_RECORDS SHOWN_:

--- begin ---

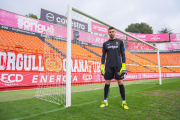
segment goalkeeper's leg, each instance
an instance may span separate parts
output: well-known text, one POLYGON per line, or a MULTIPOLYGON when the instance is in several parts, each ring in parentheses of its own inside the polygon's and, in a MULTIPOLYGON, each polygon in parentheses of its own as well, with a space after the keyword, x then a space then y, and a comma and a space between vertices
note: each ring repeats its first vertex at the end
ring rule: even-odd
POLYGON ((119 85, 119 92, 120 92, 120 95, 122 98, 122 107, 127 110, 129 108, 128 108, 126 100, 125 100, 125 88, 123 85, 123 80, 118 80, 118 85, 119 85))
POLYGON ((108 94, 109 94, 110 83, 111 83, 111 80, 106 80, 105 81, 105 86, 104 86, 104 101, 102 102, 100 107, 108 106, 107 99, 108 99, 108 94))

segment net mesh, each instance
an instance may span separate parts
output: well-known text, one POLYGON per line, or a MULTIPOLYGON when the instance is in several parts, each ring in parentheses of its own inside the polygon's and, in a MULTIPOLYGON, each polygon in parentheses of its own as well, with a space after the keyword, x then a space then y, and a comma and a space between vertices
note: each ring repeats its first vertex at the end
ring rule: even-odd
MULTIPOLYGON (((103 28, 105 25, 73 11, 71 48, 67 48, 66 25, 59 24, 45 34, 46 44, 42 58, 45 72, 41 73, 36 93, 37 98, 63 105, 66 94, 67 49, 71 49, 71 92, 102 89, 105 82, 101 75, 102 45, 109 39, 108 34, 103 33, 107 32, 103 28)), ((157 84, 157 51, 137 40, 126 39, 126 36, 118 31, 116 37, 123 40, 125 46, 128 74, 124 84, 157 84)), ((117 85, 117 81, 113 79, 111 87, 117 85)))

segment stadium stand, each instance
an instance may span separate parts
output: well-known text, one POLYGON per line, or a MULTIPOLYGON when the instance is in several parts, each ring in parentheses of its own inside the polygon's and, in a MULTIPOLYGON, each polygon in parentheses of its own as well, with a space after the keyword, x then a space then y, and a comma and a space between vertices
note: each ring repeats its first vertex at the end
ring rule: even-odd
POLYGON ((0 30, 0 48, 3 50, 18 51, 23 54, 53 54, 56 52, 37 36, 6 30, 0 30))
MULTIPOLYGON (((98 54, 102 54, 102 48, 97 48, 97 47, 92 47, 92 46, 87 46, 86 48, 98 53, 98 54)), ((126 63, 127 64, 134 64, 134 54, 130 53, 130 52, 125 52, 126 54, 126 63)), ((136 58, 136 64, 139 66, 136 69, 136 72, 157 72, 158 71, 158 67, 157 67, 157 54, 143 54, 143 53, 135 53, 135 58, 136 58), (144 66, 144 67, 143 67, 144 66), (153 67, 156 66, 156 67, 153 67)), ((174 59, 177 59, 177 56, 180 56, 180 53, 169 53, 169 56, 167 56, 167 54, 160 54, 160 58, 161 58, 161 71, 162 72, 176 72, 179 71, 178 67, 169 67, 168 65, 172 65, 172 66, 178 66, 180 64, 174 63, 174 60, 172 61, 166 61, 167 58, 173 57, 174 59), (172 55, 173 54, 173 55, 172 55), (172 56, 171 56, 172 55, 172 56), (171 63, 171 64, 169 64, 171 63), (164 67, 164 66, 168 66, 168 67, 164 67)), ((178 59, 177 59, 178 60, 178 59)), ((135 71, 135 67, 132 67, 130 65, 127 65, 127 69, 129 70, 129 72, 134 72, 135 71)))
MULTIPOLYGON (((52 39, 45 39, 38 36, 0 30, 0 49, 14 50, 23 54, 59 54, 66 56, 66 42, 52 39), (45 42, 46 41, 46 42, 45 42), (46 49, 44 49, 46 48, 46 49)), ((72 43, 72 58, 89 59, 92 61, 101 61, 102 48, 93 46, 79 46, 72 43), (83 51, 83 52, 81 52, 83 51)), ((157 55, 146 53, 126 52, 126 63, 129 72, 157 72, 157 55), (135 54, 135 62, 134 62, 135 54), (134 65, 134 67, 132 67, 134 65), (135 65, 138 66, 135 68, 135 65)), ((162 72, 180 72, 180 53, 161 53, 161 71, 162 72), (168 58, 173 59, 168 59, 168 58)))

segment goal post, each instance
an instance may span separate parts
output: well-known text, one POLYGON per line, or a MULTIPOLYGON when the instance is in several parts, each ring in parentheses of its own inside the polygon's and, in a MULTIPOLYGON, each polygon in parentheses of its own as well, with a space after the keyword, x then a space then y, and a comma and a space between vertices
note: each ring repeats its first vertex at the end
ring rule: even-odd
MULTIPOLYGON (((151 43, 71 5, 59 21, 57 25, 47 27, 46 33, 39 37, 45 67, 37 78, 38 89, 34 97, 69 107, 73 101, 71 95, 75 92, 103 89, 105 79, 101 75, 101 56, 103 43, 109 40, 108 27, 115 28, 115 37, 125 46, 128 73, 123 84, 161 84, 161 70, 168 69, 160 65, 159 50, 151 43), (103 26, 103 29, 99 27, 103 33, 95 31, 96 25, 103 26)), ((109 47, 120 46, 117 42, 109 47)), ((111 87, 117 86, 117 81, 112 79, 111 87)))

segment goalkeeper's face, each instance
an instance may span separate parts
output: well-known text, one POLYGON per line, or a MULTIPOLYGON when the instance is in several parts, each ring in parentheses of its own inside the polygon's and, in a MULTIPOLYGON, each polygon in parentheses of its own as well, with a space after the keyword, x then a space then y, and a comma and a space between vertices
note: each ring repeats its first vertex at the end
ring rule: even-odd
POLYGON ((110 39, 114 39, 115 38, 115 30, 114 29, 110 29, 108 31, 108 35, 109 35, 110 39))

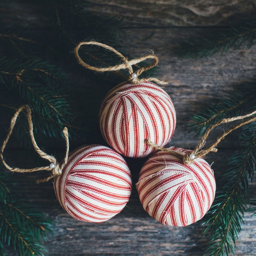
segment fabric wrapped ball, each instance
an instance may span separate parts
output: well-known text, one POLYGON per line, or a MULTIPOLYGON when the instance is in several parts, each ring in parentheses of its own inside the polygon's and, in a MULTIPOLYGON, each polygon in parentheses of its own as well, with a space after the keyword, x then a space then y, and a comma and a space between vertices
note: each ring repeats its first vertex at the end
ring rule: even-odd
POLYGON ((148 81, 123 83, 113 88, 102 104, 99 117, 106 141, 117 152, 132 157, 145 157, 155 150, 145 139, 166 145, 176 124, 169 96, 148 81))
MULTIPOLYGON (((191 151, 171 147, 185 154, 191 151)), ((137 184, 145 210, 165 225, 185 226, 201 218, 212 204, 213 171, 201 158, 185 165, 171 152, 158 151, 144 164, 137 184)))
POLYGON ((102 222, 121 212, 131 187, 131 172, 124 159, 101 145, 74 151, 54 180, 57 198, 64 209, 88 222, 102 222))

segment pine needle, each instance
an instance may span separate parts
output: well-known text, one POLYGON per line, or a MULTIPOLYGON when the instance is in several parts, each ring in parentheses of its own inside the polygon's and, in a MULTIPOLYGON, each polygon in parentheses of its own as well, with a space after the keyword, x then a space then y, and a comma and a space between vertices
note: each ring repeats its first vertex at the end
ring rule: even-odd
POLYGON ((200 58, 218 52, 221 55, 230 49, 250 49, 256 44, 256 19, 245 20, 223 28, 221 33, 211 33, 195 40, 189 38, 176 51, 180 57, 200 58))

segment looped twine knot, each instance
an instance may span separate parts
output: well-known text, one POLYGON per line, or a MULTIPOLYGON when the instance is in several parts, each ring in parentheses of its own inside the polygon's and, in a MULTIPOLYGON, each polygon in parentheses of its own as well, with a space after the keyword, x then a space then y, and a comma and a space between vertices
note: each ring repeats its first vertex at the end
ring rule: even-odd
POLYGON ((128 60, 128 59, 127 58, 125 58, 122 54, 122 53, 111 46, 107 45, 107 44, 104 44, 99 43, 98 42, 96 42, 96 41, 89 41, 87 42, 81 42, 79 43, 74 49, 74 53, 75 56, 76 58, 78 63, 85 68, 90 70, 99 72, 105 72, 108 71, 118 71, 122 69, 128 69, 129 73, 128 80, 132 84, 138 84, 140 82, 143 82, 145 81, 152 81, 161 85, 167 84, 168 83, 168 81, 162 81, 154 77, 149 77, 147 79, 141 79, 139 78, 139 76, 142 73, 146 70, 151 69, 153 67, 156 66, 158 63, 159 60, 158 57, 153 52, 151 54, 149 55, 147 55, 138 58, 128 60), (111 51, 117 56, 120 57, 123 62, 118 65, 110 66, 106 67, 96 67, 91 66, 84 62, 84 61, 82 60, 79 53, 79 51, 82 45, 85 44, 96 45, 101 47, 108 50, 111 51), (145 61, 148 59, 153 59, 152 63, 139 69, 136 71, 134 71, 132 68, 132 66, 133 65, 136 65, 136 64, 145 61))
POLYGON ((177 151, 172 150, 172 149, 169 149, 169 148, 166 148, 160 146, 158 146, 157 145, 156 145, 153 143, 152 142, 150 141, 150 140, 148 139, 145 140, 145 143, 148 144, 148 145, 152 146, 152 147, 161 150, 161 151, 172 152, 172 154, 179 157, 184 164, 191 164, 193 163, 195 159, 198 158, 198 157, 203 157, 209 152, 216 152, 218 151, 218 149, 216 148, 216 147, 222 139, 223 139, 227 135, 232 132, 233 131, 239 128, 244 125, 246 125, 253 122, 256 121, 256 110, 255 110, 253 112, 244 116, 238 116, 230 117, 230 118, 224 118, 222 120, 221 120, 214 125, 212 125, 205 132, 205 134, 204 134, 204 136, 202 137, 202 138, 199 141, 198 144, 193 150, 185 154, 182 154, 181 153, 180 153, 177 151), (208 137, 210 132, 213 129, 218 125, 221 125, 221 124, 229 123, 234 121, 242 120, 246 118, 247 118, 249 117, 251 117, 241 122, 238 124, 233 127, 231 127, 227 131, 224 131, 223 133, 217 138, 215 142, 212 143, 206 148, 203 149, 203 148, 205 144, 206 140, 208 137))
POLYGON ((67 128, 67 127, 64 127, 62 131, 62 133, 64 137, 65 138, 65 141, 66 142, 66 153, 64 159, 61 162, 61 163, 59 163, 57 162, 56 158, 53 156, 48 155, 42 150, 40 149, 38 147, 35 137, 34 137, 34 133, 33 132, 33 123, 32 122, 32 118, 31 114, 31 109, 30 109, 29 106, 27 105, 23 105, 20 106, 19 109, 17 111, 13 117, 11 121, 11 125, 9 130, 7 134, 7 136, 6 139, 5 140, 3 145, 1 148, 1 150, 0 151, 0 158, 3 164, 5 166, 9 171, 11 172, 38 172, 39 171, 50 171, 52 172, 51 175, 48 177, 44 179, 42 179, 38 180, 37 182, 44 182, 45 181, 48 181, 51 179, 53 177, 55 177, 58 176, 59 176, 61 174, 62 169, 64 168, 64 166, 67 163, 67 159, 68 157, 68 152, 69 150, 69 141, 68 139, 68 132, 67 128), (35 167, 34 168, 32 168, 30 169, 22 169, 20 168, 16 168, 16 167, 11 167, 9 166, 5 162, 3 159, 3 152, 4 148, 6 145, 6 144, 10 138, 12 133, 12 130, 16 123, 17 119, 20 114, 20 113, 23 110, 25 109, 27 113, 27 120, 29 124, 29 135, 31 142, 33 144, 33 146, 34 149, 38 154, 39 157, 41 158, 44 158, 48 160, 50 163, 49 166, 42 166, 39 167, 35 167))

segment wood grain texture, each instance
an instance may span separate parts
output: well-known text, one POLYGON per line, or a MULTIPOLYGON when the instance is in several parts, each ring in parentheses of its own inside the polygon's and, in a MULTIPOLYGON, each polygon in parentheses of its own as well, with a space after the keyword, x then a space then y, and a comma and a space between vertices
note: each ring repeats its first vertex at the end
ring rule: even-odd
POLYGON ((253 0, 90 0, 90 11, 124 17, 132 26, 226 26, 253 15, 253 0))
MULTIPOLYGON (((9 15, 5 12, 2 17, 7 22, 15 18, 25 26, 49 29, 47 21, 37 15, 32 5, 12 0, 3 4, 1 8, 9 10, 9 15)), ((122 47, 119 48, 120 52, 137 57, 152 49, 159 57, 157 76, 170 81, 165 90, 172 98, 177 113, 177 124, 170 143, 172 145, 193 148, 198 139, 187 129, 192 115, 209 102, 226 97, 236 87, 242 86, 244 82, 255 77, 255 47, 198 60, 178 58, 173 55, 176 46, 184 39, 201 36, 209 29, 212 33, 221 31, 219 27, 205 26, 231 24, 238 17, 250 15, 255 10, 255 1, 96 0, 90 1, 88 9, 98 14, 124 17, 126 28, 122 47), (174 25, 185 27, 174 27, 174 25)), ((74 76, 73 78, 73 85, 78 99, 82 100, 88 97, 90 88, 89 85, 84 86, 86 78, 74 76)), ((100 85, 95 86, 96 90, 101 90, 100 85)), ((96 94, 92 93, 90 96, 94 97, 95 102, 91 108, 99 108, 100 102, 96 94)), ((85 117, 90 114, 84 113, 85 117)), ((7 125, 1 123, 0 132, 6 132, 7 125)), ((213 132, 207 143, 213 140, 221 130, 220 128, 213 132)), ((210 153, 206 157, 209 163, 214 161, 213 168, 217 181, 224 170, 227 156, 239 146, 237 137, 236 133, 229 136, 218 147, 217 154, 210 153)), ((95 143, 99 140, 96 137, 91 139, 95 143)), ((50 143, 47 148, 47 153, 55 153, 61 157, 63 151, 56 149, 60 146, 50 146, 50 143)), ((70 145, 73 149, 72 142, 70 145)), ((13 160, 14 165, 38 164, 35 154, 12 148, 9 147, 6 155, 9 161, 13 160), (14 156, 17 157, 15 160, 14 156)), ((134 183, 131 200, 119 214, 101 224, 80 222, 70 217, 58 204, 52 182, 37 185, 34 182, 35 175, 13 175, 17 190, 55 221, 54 234, 44 243, 48 251, 46 256, 202 255, 207 236, 203 237, 204 227, 200 223, 182 228, 165 226, 145 212, 135 183, 145 160, 127 160, 134 183)), ((256 188, 255 183, 250 186, 251 196, 255 196, 256 188)), ((244 220, 237 242, 236 255, 256 255, 255 217, 247 212, 244 220)), ((15 255, 11 250, 8 255, 15 255)))

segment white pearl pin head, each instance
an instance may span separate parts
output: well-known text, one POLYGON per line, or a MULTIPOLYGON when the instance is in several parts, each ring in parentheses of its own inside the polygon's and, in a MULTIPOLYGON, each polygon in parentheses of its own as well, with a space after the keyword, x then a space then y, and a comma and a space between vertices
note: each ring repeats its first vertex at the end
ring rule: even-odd
POLYGON ((131 74, 131 77, 133 79, 135 79, 137 78, 137 74, 136 74, 135 73, 133 73, 131 74))
POLYGON ((193 154, 191 154, 189 155, 189 158, 190 158, 190 159, 191 159, 192 160, 193 159, 195 159, 195 156, 193 154))
POLYGON ((52 163, 50 164, 50 168, 53 169, 55 167, 55 164, 52 163))

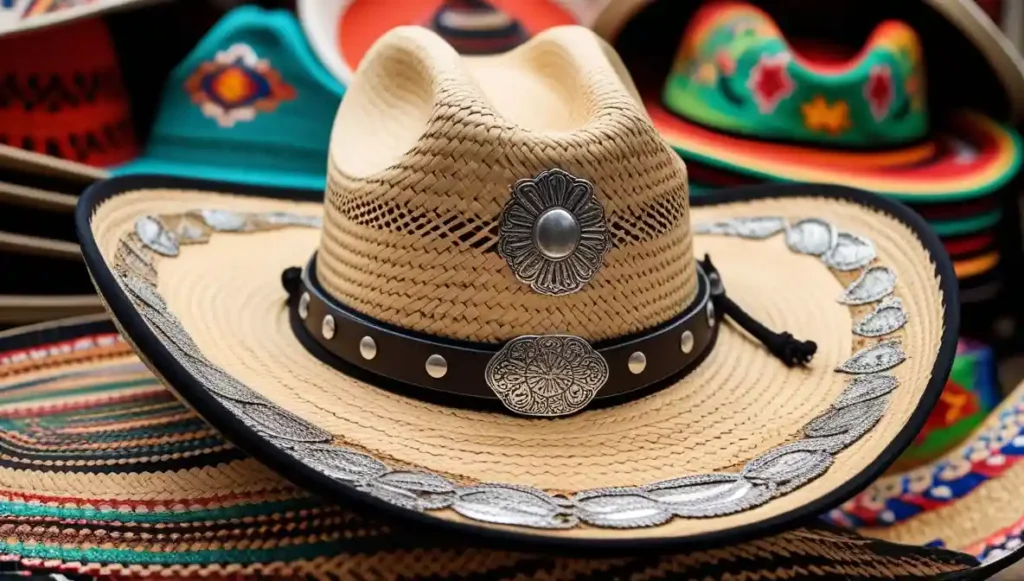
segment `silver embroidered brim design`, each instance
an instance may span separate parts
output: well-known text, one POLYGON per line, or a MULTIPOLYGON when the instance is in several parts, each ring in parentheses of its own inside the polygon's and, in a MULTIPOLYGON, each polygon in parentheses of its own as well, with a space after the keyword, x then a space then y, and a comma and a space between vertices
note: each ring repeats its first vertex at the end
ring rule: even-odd
POLYGON ((512 188, 498 252, 534 291, 555 296, 579 291, 610 249, 604 209, 586 179, 551 169, 512 188))
POLYGON ((587 407, 608 380, 608 364, 579 337, 526 335, 495 354, 484 379, 517 414, 562 416, 587 407))
MULTIPOLYGON (((276 215, 267 219, 267 214, 199 212, 189 215, 203 216, 203 223, 213 232, 253 232, 264 227, 283 227, 283 223, 299 226, 316 223, 303 216, 276 215)), ((703 227, 703 232, 763 239, 770 236, 766 233, 774 235, 786 230, 785 223, 777 221, 779 218, 741 220, 717 222, 714 227, 703 227)), ((326 430, 279 408, 207 360, 180 321, 168 310, 156 287, 154 260, 158 256, 173 259, 173 254, 164 251, 168 250, 168 241, 178 242, 180 232, 171 229, 179 227, 183 221, 175 216, 161 216, 156 223, 168 235, 145 230, 142 233, 133 232, 121 241, 114 271, 139 314, 197 381, 271 445, 338 483, 410 510, 449 508, 479 522, 536 529, 570 529, 584 525, 613 529, 654 527, 676 517, 714 517, 749 510, 818 478, 831 465, 835 454, 870 430, 885 413, 890 393, 898 387, 895 377, 880 372, 899 365, 905 359, 899 341, 893 339, 883 340, 851 356, 837 371, 853 373, 855 377, 828 410, 807 423, 803 439, 760 454, 738 472, 684 475, 636 487, 581 491, 571 497, 512 484, 464 485, 442 474, 393 468, 378 458, 335 444, 326 430), (142 234, 147 238, 143 239, 142 234)), ((152 225, 147 222, 143 227, 152 229, 152 225)), ((187 227, 195 231, 195 221, 187 227)), ((837 240, 841 234, 837 234, 837 240)), ((203 238, 198 236, 190 240, 203 238)), ((804 248, 802 244, 795 245, 804 248)), ((839 254, 861 261, 863 257, 857 253, 865 247, 858 248, 853 254, 848 254, 846 250, 839 254)), ((873 246, 870 248, 873 252, 873 246)), ((844 297, 859 302, 866 298, 881 300, 891 294, 891 290, 885 289, 890 279, 894 284, 895 275, 878 268, 884 267, 870 266, 858 279, 859 282, 847 289, 844 297), (854 288, 858 284, 863 285, 872 272, 884 275, 880 279, 882 284, 871 283, 869 293, 854 288)), ((587 349, 592 347, 583 339, 569 336, 520 339, 529 341, 514 345, 513 341, 505 346, 506 349, 509 345, 516 347, 508 349, 509 352, 522 349, 521 355, 508 359, 516 363, 506 364, 507 379, 503 381, 513 386, 508 392, 526 385, 531 397, 537 393, 549 399, 562 396, 564 401, 564 395, 572 392, 573 399, 579 398, 579 392, 565 387, 565 384, 552 383, 545 375, 546 371, 531 376, 526 371, 531 369, 530 365, 536 365, 538 370, 542 367, 545 370, 561 370, 563 366, 568 366, 573 370, 573 377, 587 378, 584 383, 595 385, 595 390, 603 383, 600 379, 602 373, 606 377, 607 366, 602 366, 603 359, 588 352, 587 349), (529 344, 530 341, 544 339, 551 340, 551 344, 529 344), (583 344, 579 345, 578 341, 583 344), (593 359, 595 356, 597 360, 593 359), (572 363, 561 363, 561 360, 572 363), (519 375, 515 376, 516 373, 519 375), (515 381, 511 380, 513 376, 515 381), (534 381, 527 381, 527 377, 532 377, 534 381)), ((499 363, 501 361, 505 359, 499 360, 499 363)))

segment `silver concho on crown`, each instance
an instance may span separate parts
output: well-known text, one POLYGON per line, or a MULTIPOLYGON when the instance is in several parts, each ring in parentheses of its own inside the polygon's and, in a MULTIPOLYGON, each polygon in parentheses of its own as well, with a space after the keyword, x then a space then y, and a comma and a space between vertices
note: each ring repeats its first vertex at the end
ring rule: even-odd
POLYGON ((587 407, 608 380, 608 364, 580 337, 523 335, 495 354, 484 379, 513 412, 562 416, 587 407))
POLYGON ((594 185, 560 169, 512 186, 498 236, 498 253, 516 279, 553 296, 582 289, 611 248, 594 185))

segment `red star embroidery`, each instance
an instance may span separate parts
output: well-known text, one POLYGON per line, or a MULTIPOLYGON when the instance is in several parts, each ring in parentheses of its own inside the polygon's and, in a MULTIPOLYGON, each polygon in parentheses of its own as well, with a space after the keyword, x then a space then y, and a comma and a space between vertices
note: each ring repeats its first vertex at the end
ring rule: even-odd
POLYGON ((893 72, 888 65, 871 67, 864 85, 864 98, 871 106, 871 115, 876 121, 882 121, 889 115, 893 103, 893 72))
POLYGON ((796 85, 790 76, 788 65, 790 55, 780 52, 762 54, 761 60, 751 69, 746 88, 754 95, 762 115, 772 113, 782 99, 793 94, 796 85))

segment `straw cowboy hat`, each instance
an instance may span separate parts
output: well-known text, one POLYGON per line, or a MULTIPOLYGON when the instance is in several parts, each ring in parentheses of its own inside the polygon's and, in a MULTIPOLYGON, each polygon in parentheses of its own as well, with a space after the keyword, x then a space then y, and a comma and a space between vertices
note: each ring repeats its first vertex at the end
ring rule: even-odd
POLYGON ((922 427, 955 350, 924 221, 799 184, 689 200, 582 27, 461 56, 387 33, 326 200, 161 176, 90 188, 125 338, 256 458, 518 546, 736 541, 827 510, 922 427))
POLYGON ((827 520, 892 542, 955 547, 986 563, 1018 559, 1024 546, 1022 411, 1019 385, 961 446, 879 479, 827 520))
POLYGON ((232 447, 97 317, 0 335, 0 554, 26 573, 561 581, 784 571, 794 580, 950 581, 989 578, 1021 554, 982 566, 964 545, 899 545, 820 521, 749 543, 628 557, 423 535, 317 500, 232 447))
POLYGON ((587 25, 601 1, 407 0, 381 9, 371 0, 298 0, 302 28, 321 61, 342 83, 370 46, 403 25, 430 28, 464 54, 493 54, 562 25, 587 25))
MULTIPOLYGON (((665 61, 668 70, 660 78, 651 71, 649 81, 639 84, 654 125, 688 163, 711 172, 839 182, 934 203, 992 194, 1013 179, 1022 159, 1017 132, 978 102, 939 102, 958 98, 964 84, 971 83, 978 94, 1004 93, 986 96, 1011 103, 1016 115, 1024 83, 1016 51, 991 46, 1006 39, 998 29, 983 26, 991 25, 988 17, 976 6, 957 11, 951 4, 895 3, 880 10, 882 22, 865 27, 858 22, 858 31, 869 31, 866 41, 859 50, 839 54, 835 46, 803 42, 818 38, 786 35, 769 13, 744 1, 613 2, 615 8, 609 5, 604 18, 611 19, 613 11, 618 27, 605 23, 600 28, 609 35, 617 32, 605 38, 629 54, 623 46, 629 43, 629 25, 623 23, 632 14, 642 58, 665 61), (645 5, 650 7, 643 10, 645 5), (942 17, 947 15, 957 19, 949 23, 942 17), (653 30, 669 26, 662 24, 667 20, 685 27, 681 36, 653 30), (972 44, 945 33, 928 36, 925 31, 933 25, 950 29, 949 34, 967 33, 971 40, 988 32, 989 42, 972 44), (749 33, 732 34, 736 27, 749 33), (668 42, 675 45, 672 63, 668 54, 651 54, 668 42), (970 72, 974 76, 990 66, 991 77, 1007 84, 986 77, 975 85, 964 65, 950 69, 959 74, 939 74, 935 64, 957 58, 976 65, 970 72)), ((631 68, 646 64, 624 58, 631 68)))

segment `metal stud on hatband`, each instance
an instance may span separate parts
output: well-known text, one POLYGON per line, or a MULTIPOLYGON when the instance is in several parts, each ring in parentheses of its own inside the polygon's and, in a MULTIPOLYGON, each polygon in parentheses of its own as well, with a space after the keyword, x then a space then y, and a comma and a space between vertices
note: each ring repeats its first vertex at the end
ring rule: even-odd
POLYGON ((321 324, 321 333, 324 334, 325 339, 334 338, 334 317, 327 315, 324 317, 324 323, 321 324))
POLYGON ((377 357, 377 341, 370 335, 359 339, 359 355, 367 361, 377 357))
POLYGON ((693 333, 683 331, 683 336, 679 338, 679 348, 684 354, 688 354, 693 350, 693 333))
POLYGON ((630 356, 629 368, 633 375, 643 373, 643 370, 647 368, 647 356, 643 355, 641 351, 634 351, 634 354, 630 356))
POLYGON ((427 358, 427 375, 440 379, 447 373, 447 362, 441 356, 434 354, 427 358))

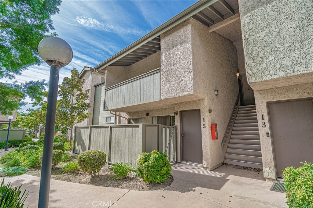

--- end ---

_GOAL_: Rewrite only the lines beginning with the line containing "segment net mesh, each instance" and going on through the line containing "MULTIPOLYGON (((103 28, 105", requests included, and move each answer by adding -23 to every coordinate in it.

_RESULT_:
segment net mesh, each instance
an instance may span separate parts
output: well-known text, one POLYGON per line, or a MULTIPOLYGON when the instance is in several parts, each ring in parentheses of its own inside the polygon's and, in a MULTIPOLYGON, each polygon in parentheses of its own as well, with a space after the keyword, x then a space then y, and a comma and a space between vertices
note: each ring repeats its first vertex at the end
ring rule: even-odd
MULTIPOLYGON (((80 5, 82 2, 50 -12, 48 25, 44 25, 43 2, 36 1, 22 11, 23 21, 19 35, 22 49, 18 50, 13 70, 14 75, 40 82, 43 71, 44 26, 48 26, 48 69, 79 66, 82 59, 78 52, 79 22, 86 16, 85 11, 80 10, 84 9, 80 5)), ((134 61, 134 28, 114 17, 103 16, 103 13, 95 8, 93 14, 100 17, 102 23, 105 51, 101 61, 134 61)), ((94 62, 94 58, 90 56, 88 64, 94 62)))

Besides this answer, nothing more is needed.